» Exercise objective
Reproduce the data verbatim, starting at the line that contains "pointed peak -> masks, every instance" and ending with the final line of the data.
—————
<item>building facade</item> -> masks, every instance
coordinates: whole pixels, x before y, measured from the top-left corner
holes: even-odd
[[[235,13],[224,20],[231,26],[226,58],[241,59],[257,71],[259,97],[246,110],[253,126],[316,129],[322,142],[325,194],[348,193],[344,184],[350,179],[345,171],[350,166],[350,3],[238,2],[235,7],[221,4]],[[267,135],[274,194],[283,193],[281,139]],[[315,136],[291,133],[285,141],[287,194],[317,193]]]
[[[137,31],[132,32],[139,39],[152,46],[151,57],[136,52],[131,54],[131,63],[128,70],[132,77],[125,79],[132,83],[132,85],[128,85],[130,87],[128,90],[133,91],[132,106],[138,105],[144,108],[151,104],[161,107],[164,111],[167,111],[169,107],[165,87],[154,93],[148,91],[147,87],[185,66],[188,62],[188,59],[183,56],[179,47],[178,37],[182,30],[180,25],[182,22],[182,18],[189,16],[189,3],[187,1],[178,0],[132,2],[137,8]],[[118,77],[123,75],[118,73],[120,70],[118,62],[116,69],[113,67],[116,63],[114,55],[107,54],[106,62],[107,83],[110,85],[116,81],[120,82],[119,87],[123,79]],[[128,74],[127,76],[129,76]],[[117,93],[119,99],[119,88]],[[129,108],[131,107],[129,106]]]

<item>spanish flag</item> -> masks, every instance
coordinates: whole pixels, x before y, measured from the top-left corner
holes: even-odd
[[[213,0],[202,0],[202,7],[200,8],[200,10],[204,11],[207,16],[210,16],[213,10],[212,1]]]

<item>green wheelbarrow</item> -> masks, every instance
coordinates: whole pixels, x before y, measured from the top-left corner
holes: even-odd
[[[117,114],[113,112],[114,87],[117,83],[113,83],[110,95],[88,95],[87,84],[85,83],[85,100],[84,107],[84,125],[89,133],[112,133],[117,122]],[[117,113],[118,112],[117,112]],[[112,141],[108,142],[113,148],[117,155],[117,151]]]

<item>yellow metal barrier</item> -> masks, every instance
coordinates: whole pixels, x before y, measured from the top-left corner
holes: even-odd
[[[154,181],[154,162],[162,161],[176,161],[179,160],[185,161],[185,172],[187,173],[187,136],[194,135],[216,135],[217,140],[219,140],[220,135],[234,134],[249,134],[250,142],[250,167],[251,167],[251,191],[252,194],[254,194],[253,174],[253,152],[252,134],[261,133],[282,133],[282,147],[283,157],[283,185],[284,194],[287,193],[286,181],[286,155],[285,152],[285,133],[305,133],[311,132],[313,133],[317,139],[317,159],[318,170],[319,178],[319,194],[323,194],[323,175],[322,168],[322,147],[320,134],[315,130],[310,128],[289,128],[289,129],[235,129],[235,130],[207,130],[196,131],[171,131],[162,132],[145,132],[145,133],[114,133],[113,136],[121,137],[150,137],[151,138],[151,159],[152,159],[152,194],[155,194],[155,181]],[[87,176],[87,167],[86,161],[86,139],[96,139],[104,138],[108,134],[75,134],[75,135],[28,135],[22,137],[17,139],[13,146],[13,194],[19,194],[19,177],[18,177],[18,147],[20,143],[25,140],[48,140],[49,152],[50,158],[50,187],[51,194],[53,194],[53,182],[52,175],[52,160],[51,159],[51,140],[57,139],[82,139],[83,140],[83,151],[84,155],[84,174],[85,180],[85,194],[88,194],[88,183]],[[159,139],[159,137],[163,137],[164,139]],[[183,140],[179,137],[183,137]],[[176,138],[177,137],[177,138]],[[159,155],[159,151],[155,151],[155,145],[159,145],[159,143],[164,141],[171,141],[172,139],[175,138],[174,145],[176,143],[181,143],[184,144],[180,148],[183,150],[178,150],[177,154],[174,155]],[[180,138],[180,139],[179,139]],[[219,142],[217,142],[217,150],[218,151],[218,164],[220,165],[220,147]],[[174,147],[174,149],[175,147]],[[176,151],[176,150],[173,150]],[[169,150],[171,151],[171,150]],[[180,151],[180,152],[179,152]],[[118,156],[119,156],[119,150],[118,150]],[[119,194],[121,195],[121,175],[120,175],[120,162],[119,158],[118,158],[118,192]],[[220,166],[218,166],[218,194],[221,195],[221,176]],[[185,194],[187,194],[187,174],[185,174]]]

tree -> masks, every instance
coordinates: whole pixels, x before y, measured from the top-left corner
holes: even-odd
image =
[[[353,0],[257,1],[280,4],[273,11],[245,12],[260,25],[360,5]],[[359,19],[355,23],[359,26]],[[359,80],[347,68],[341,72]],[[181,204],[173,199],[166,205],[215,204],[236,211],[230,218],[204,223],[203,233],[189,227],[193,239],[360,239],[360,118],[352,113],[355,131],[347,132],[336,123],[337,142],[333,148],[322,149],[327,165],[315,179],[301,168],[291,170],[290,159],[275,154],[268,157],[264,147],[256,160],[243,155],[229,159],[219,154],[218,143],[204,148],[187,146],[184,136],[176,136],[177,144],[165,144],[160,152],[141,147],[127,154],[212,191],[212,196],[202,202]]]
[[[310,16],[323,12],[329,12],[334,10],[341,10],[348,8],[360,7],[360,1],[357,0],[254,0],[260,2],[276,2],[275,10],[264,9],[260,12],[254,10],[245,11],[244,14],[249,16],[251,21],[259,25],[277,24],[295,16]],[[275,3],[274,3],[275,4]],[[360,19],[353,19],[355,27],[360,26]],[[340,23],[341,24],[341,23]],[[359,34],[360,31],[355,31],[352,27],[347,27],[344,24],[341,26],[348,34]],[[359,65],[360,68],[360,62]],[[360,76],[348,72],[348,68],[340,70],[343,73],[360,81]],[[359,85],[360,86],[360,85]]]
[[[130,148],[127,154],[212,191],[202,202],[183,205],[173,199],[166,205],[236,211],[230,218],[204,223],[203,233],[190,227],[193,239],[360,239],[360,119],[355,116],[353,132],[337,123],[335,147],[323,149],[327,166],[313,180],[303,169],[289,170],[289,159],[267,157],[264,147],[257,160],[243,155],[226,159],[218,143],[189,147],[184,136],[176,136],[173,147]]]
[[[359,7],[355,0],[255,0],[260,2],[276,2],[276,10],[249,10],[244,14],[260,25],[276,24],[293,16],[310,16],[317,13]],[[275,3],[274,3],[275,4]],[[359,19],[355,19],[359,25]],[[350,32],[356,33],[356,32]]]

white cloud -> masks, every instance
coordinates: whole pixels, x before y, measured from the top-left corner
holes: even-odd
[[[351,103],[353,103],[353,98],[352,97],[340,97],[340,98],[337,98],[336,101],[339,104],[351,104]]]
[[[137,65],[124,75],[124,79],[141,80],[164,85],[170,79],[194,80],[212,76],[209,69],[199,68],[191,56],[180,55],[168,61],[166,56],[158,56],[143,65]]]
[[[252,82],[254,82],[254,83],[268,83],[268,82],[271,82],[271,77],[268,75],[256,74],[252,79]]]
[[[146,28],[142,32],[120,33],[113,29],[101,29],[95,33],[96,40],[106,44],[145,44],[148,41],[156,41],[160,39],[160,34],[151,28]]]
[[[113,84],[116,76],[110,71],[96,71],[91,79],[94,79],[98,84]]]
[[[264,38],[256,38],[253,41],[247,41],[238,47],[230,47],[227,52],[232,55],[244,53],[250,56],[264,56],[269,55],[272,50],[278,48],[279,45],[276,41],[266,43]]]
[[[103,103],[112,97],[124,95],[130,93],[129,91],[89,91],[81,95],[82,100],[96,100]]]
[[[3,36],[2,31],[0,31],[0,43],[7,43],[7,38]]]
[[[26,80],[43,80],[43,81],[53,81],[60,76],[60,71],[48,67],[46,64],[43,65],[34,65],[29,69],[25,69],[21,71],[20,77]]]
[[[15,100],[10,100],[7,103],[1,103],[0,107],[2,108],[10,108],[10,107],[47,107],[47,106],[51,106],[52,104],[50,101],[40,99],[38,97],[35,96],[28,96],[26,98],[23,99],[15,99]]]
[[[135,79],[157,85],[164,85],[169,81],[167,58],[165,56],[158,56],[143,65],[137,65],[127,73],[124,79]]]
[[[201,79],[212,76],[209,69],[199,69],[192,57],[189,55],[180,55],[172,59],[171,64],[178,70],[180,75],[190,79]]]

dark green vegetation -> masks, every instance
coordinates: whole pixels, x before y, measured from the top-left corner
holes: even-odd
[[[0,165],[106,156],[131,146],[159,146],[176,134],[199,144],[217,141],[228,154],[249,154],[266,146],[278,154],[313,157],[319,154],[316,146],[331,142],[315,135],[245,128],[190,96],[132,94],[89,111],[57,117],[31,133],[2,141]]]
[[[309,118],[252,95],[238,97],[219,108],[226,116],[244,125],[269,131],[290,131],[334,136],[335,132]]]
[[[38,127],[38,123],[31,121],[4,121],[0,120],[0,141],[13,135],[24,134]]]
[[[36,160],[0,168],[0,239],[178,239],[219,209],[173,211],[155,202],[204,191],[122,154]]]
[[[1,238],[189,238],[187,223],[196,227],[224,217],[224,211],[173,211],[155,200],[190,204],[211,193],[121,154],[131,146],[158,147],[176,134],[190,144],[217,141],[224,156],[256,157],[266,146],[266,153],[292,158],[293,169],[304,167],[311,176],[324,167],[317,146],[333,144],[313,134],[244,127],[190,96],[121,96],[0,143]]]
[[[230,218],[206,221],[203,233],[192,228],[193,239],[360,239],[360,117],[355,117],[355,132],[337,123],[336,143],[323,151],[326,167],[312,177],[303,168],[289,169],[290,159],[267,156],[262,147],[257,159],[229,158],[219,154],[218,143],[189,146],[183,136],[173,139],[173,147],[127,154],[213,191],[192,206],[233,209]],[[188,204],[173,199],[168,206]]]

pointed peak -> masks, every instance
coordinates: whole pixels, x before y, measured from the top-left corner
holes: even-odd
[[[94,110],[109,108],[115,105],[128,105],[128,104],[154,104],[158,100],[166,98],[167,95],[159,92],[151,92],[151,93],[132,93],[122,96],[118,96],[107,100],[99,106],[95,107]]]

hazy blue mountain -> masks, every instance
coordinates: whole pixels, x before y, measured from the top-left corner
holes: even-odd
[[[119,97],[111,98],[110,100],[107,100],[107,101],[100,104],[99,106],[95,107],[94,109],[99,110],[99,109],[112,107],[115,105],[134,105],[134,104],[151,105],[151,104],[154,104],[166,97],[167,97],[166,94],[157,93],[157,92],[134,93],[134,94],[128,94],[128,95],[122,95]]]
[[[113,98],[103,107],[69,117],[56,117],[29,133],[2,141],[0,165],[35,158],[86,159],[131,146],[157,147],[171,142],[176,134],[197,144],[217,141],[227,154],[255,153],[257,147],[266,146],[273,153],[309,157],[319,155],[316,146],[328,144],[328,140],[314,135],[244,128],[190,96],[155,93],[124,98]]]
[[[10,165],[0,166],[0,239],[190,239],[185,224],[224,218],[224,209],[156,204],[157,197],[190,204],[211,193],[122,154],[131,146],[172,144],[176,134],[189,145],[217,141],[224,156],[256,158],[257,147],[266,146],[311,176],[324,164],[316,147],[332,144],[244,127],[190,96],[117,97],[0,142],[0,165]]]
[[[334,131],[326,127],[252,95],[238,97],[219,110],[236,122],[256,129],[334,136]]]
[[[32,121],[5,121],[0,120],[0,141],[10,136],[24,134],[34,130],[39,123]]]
—————
» Result below
pointed peak -> masks, every instance
coordinates: whole pixels, x before y, measured from the top-left corner
holes: even-odd
[[[94,110],[109,108],[115,105],[128,105],[128,104],[154,104],[158,100],[166,98],[167,95],[159,92],[151,92],[151,93],[132,93],[122,96],[118,96],[107,100],[99,106],[95,107]]]

hazy blue mountain -> masks, every instance
coordinates: whole pixels, x before y, measured from the top-left corner
holes: even-odd
[[[119,97],[111,98],[110,100],[107,100],[107,101],[100,104],[99,106],[95,107],[94,109],[99,110],[99,109],[112,107],[115,105],[134,105],[134,104],[151,105],[151,104],[154,104],[166,97],[167,97],[166,94],[157,93],[157,92],[134,93],[134,94],[128,94],[128,95],[122,95]]]
[[[113,98],[103,107],[69,117],[56,117],[29,133],[2,141],[0,165],[35,158],[86,159],[131,146],[157,147],[171,142],[176,134],[197,144],[217,141],[227,154],[255,153],[257,147],[266,146],[273,153],[309,157],[319,155],[316,146],[328,144],[328,140],[314,135],[244,128],[190,96],[155,93],[124,98]]]
[[[10,165],[0,166],[0,239],[190,239],[185,224],[224,218],[224,209],[156,204],[157,197],[190,204],[211,193],[122,154],[131,146],[172,144],[176,134],[189,145],[217,141],[224,156],[256,158],[257,147],[266,146],[311,176],[324,164],[316,147],[332,144],[244,127],[190,96],[117,97],[0,142],[0,165]]]
[[[334,131],[326,127],[252,95],[238,97],[219,110],[236,122],[256,129],[334,136]]]
[[[32,121],[5,121],[0,120],[0,141],[10,136],[24,134],[34,130],[39,123]]]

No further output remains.